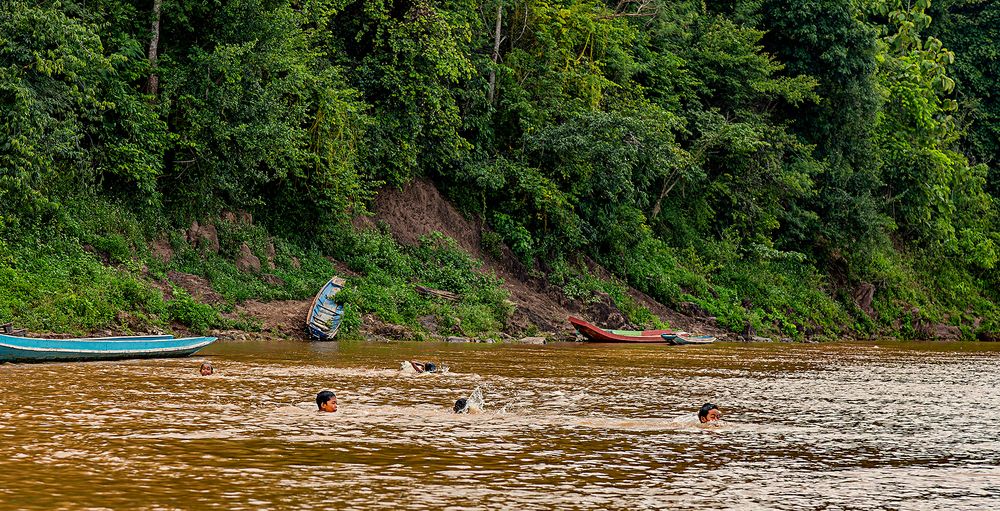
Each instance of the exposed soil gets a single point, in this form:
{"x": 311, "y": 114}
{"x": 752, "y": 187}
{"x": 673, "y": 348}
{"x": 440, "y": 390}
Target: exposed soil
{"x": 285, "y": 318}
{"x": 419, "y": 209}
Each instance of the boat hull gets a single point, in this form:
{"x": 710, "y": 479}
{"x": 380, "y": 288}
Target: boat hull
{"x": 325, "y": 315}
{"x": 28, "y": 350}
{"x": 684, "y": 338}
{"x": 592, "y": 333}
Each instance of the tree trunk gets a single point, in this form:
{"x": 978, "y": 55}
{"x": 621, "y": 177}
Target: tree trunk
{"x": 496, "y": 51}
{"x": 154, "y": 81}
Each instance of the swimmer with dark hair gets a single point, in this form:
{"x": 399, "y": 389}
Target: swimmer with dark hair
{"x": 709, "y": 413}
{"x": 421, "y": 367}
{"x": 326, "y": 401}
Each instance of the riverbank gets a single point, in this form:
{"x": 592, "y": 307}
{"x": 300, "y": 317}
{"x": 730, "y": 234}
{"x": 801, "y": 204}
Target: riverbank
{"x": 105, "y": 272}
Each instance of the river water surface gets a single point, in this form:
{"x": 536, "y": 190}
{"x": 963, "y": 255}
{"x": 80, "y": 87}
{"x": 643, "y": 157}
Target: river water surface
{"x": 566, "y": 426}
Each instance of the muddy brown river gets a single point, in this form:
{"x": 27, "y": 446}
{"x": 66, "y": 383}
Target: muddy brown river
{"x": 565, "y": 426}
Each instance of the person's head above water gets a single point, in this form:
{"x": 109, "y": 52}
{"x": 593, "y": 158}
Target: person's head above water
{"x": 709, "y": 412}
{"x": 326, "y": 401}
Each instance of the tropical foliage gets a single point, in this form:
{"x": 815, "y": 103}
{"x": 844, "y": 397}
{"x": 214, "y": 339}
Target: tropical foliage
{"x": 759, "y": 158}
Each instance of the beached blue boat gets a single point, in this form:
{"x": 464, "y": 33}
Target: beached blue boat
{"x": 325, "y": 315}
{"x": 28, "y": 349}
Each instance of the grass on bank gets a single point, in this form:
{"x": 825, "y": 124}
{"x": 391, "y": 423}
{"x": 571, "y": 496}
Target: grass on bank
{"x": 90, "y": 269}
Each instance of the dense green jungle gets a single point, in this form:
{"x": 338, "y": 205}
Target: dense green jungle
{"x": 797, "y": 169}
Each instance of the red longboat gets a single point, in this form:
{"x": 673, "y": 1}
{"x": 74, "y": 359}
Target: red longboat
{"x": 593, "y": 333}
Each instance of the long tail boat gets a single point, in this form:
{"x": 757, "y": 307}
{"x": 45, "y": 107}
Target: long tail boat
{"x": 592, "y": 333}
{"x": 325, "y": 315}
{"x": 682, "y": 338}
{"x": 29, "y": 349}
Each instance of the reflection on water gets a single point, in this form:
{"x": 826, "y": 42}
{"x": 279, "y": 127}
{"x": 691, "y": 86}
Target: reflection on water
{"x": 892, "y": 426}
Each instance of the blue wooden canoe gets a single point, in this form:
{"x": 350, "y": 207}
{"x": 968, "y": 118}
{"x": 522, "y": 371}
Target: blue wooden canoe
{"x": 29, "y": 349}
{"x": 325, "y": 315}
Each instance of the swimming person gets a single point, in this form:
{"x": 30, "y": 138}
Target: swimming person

> **Instructions to follow**
List the lines of the entries that include "swimming".

> **Result**
Each instance of the swimming person gets a single point, in this form:
Target: swimming person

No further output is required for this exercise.